Text excerpt >>
* * *

OK, I got it now. An interesting idea and I need to think about it a bit.
Thanks,
Robert Gainer


----------



## sailaway21 (Sep 4, 2006)

wiselyb,
While completely agreeing with your point on watch-keeping I am, once again, dismayed to see someone espousing the idea that merchant ships do not have anyone on watch. It is especially ironic that the "belief" comes up while we're discussing how the single-handing sailor can best figure out how to not keep a proper watch in the pursuit of sleep. Reality is that it is the sailboat, single-handed or full complement, that is more likely to not be keeping a proper lookout. The idea that it is common practise to navigate a $150 million dollar ship with no lookout is the same type of thinking that allows 16 year old boys to believe that the Ferrari dealer will let them take one out for a test drive.

Again, I fully agree with the rest of your points, especially that one is essentially relying on luck when relying on non-visual means for watch-keeping.

Why is there no advise or movement for the advocation of say International orange sails for the offshore single hander? See and be seen is the watchword for safety. Is it that they don't look "pretty"? You can always tell the ships that come out of the North Sea, where the normal conditions seem to be Force 4-6 and the whitecaps are omnipresent on a dark sea. Black hulls and white houses of ships blend in as if camoflaged. Most North Sea ships have the Bridge Deck wind dodger painted international orange for improved visibility to other ships. I don't see sailmakers even offering such an option on sails beyond the odd orange dot on a storm jib. Just a thought.


----------



## Rockter (Sep 11, 2006)

Sailaway....

Keeping watch on a merchantman is a bit more than looking out the window. They could just, perhaps, maybe, possibly, combine that with answering the VHF when I try to call them to tell them that winds are light and my motor's down and I am in the last 80 miles of a 2700 mile trip from Bermuda and I am not quite sure if they have seen me and that their navigation lights look like they are going to run into me and they show no sign of having noticed.

There were 3 on board my ship.


----------



## sailingdog (Mar 19, 2006)

Sailaway-

Part of the problem is getting the material for the sail in large enough sizes. Most sailmakers don't stock much in the way of heavy-weight sail cloth that isn't white.


----------



## RandyonR3 (Oct 2, 2005)

Do we all forget one of the main reasons we are out there.. For a lot of us, the pease and tranquality of cruising, or sailing is our escape from that which we live daily. the noise, the street signs, the people, and of corse..the laws that govern our silly asses. Out there is our freedom, and If you want to get up in the morning and pee off the back of your boat.
Well by-golly thats my right.. I quit riding motorcycles when they passed the helmet law, for no other reason other than ,that the government is sticking their nose into my life to far. 
and how far will they go.. and say its for my own good....Orange sails for singlehanded sailing, Manditory GPSs on your boat so they can track you, or inforcement of wearing PFD while sailing (not to comfortable in bed), 
Well I for one, injoy my morning pee off the back of my boat, but I know, someday, they'll take that away from me too... 
For those of you that love what you have, dont give it up, and for damn sure, dont put restrictions on what we have now.....


----------



## Tartan34C (Nov 21, 2006)

* * *

Exercise task 1 >> List every username that appears in a header line of the sailing forum thread.
The thread excerpt and the records that follow it were drawn from unrelated sources.

* * *

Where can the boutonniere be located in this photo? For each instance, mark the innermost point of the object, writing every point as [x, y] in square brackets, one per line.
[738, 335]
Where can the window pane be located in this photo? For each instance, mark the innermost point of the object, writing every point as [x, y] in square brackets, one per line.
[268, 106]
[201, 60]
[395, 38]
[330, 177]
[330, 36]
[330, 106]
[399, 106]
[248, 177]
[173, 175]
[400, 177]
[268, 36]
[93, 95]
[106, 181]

* * *

Exercise task 2 >> Swap "innermost point" for "central point" everywhere it occurs in the records, and reproduce all of the records with nothing else altered.

Worked answer 1 >> sailaway21, Rockter, sailingdog, RandyonR3, Tartan34C

Worked answer 2 >>
Where can the boutonniere be located in this photo? For each instance, mark the central point of the object, writing every point as [x, y] in square brackets, one per line.
[738, 335]
Where can the window pane be located in this photo? For each instance, mark the central point of the object, writing every point as [x, y] in square brackets, one per line.
[268, 106]
[201, 60]
[395, 38]
[330, 177]
[330, 36]
[330, 106]
[399, 106]
[248, 177]
[173, 175]
[400, 177]
[268, 36]
[93, 95]
[106, 181]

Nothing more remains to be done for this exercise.